== GIVEN PROBLEM A ==
In the records below, repeat exactly the lines from the one containing "# test: pointer marks one dot per instance of the boat" through the end of the records, both included.

== TEXT TO READ ==
***

In my own opinion I don't think the models can copy verbatim except in cases of overfitting, but people like the author of the post have a right to feel that something is very wrong with the current system. It's the same principle of compressing a JPEG of the Mona Lisa to 20% and calling that an original work. I believe the courts don't care that it's just a new set of numbers, but instead want to know where those numbers originated from. It is a color of bits[1] situation.
When software is anthropomorphized, it seems like a lot of criticisms against it are pushed aside. Maybe it is because if you listen to the complaints and stop iterating on something like AI, it's like abandoning your child before their potential is fully realized. You see glimpses of something like yourself within its output and become (parentally?) invested in the software in a way beyond just saying "it's software." I feel as if people are getting attached to this kind of software unlike they would to a database, for example.
A thought experiment I have is whenever the term "AI" appears, mentally replace it with the term "advanced technology." The seeming intent behind many headlines changes with this replacement. "Advanced developments in technology will displace jobs." The AI itself isn't the one coming for people.

***

== Object point labels ==
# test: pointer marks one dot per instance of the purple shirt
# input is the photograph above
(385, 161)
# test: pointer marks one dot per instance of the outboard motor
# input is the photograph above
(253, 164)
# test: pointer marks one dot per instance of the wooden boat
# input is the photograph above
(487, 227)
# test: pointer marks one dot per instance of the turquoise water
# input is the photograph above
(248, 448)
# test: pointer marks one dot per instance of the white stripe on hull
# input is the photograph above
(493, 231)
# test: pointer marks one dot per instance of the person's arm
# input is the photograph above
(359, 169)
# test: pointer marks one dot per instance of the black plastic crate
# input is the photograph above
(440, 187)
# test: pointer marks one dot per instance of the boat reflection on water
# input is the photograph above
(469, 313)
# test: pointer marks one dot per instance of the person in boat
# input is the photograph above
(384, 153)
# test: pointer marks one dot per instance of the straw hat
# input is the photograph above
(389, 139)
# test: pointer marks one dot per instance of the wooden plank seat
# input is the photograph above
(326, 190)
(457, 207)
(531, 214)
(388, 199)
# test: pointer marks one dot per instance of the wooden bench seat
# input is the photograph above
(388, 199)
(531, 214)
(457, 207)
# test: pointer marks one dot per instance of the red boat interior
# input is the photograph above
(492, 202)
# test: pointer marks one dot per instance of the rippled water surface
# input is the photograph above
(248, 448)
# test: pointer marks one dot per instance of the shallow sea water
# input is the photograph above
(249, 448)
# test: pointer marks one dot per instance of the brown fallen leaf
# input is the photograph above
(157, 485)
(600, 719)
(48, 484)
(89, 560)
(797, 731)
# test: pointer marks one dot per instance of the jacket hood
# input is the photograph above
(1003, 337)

***

== GIVEN PROBLEM B ==
Pick up the forum comments on AI and copying right after their final sentence, and keep going in the same voice.

== OUTPUT A ==
# test: pointer marks one dot per instance of the boat reflection on water
# input is the photograph above
(469, 313)
# test: pointer marks one dot per instance of the person in boat
# input is the photograph above
(384, 153)
# test: pointer marks one dot per instance of the straw hat
# input is the photograph above
(389, 139)
# test: pointer marks one dot per instance of the wooden plank seat
# input is the photograph above
(326, 190)
(457, 207)
(531, 214)
(388, 199)
# test: pointer marks one dot per instance of the wooden bench seat
# input is the photograph above
(388, 199)
(531, 214)
(457, 207)
# test: pointer marks one dot per instance of the red boat interior
# input is the photograph above
(492, 202)
# test: pointer marks one dot per instance of the rippled water surface
# input is the photograph above
(248, 448)
# test: pointer marks one dot per instance of the shallow sea water
# input is the photograph above
(249, 448)
# test: pointer marks one dot per instance of the brown fallen leaf
# input is the photograph above
(157, 485)
(600, 719)
(48, 484)
(89, 560)
(797, 731)
# test: pointer marks one dot per instance of the jacket hood
# input is the photograph above
(1003, 337)

== OUTPUT B ==
My own perspective is that humans do not have an exclusive right to intelligence, or ultimately to personhood. I am not anthropomorphizing when I defend the rights of AI. Instead, I am doing so in the abstract sense, without claiming that the current technology should be rightly classified as AI or not. But since the arguments are being framed against the rights of AI to consume media, I think the defense needs to be framed in the same way.
> Based on the comment you replied to, it seems they are indeed producing verbatim copies.
Well i'll leave it to the legal system to decide if that's true.
But in any case, that's no different from a human with a photographic memory doing the same thing after reading a paragraph. We don't blame them for their superior memory, or being inspired by the knowledge. We don't claim they've violated copyright because their memory contains an exact copy of what they read.
We may still demand that they avoid reproducing the exact words they've read, even though they are capable of it -- which is fine. We can demand the same of AI's. All I object to, is the idea that a smart AI, with a great memory is guilty of something just by reading or viewing content that was willingingly shared online.
If I tell you water is wet and the sky is blue, will you be waiting for a court case to grind through the appeals process on that as well? The examples in the filing were unambiguous. You can go look it up and see them, they were also cited in all the news articles I saw about it. The AI regurgitated many paragraphs of text with very, very few small modifications.
The issue at hand is not if some words were copied; it's a legal issue of whether that constitutes legal or otherwise fair use or not. And I'm not a lawyer, and am happy to wait for the court to decide.
But to be honest, I don't really care one way or the other, since it doesn't get to the heart of the matter as I see it. To my mind, it's no different than a human with a good memory doing the same thing.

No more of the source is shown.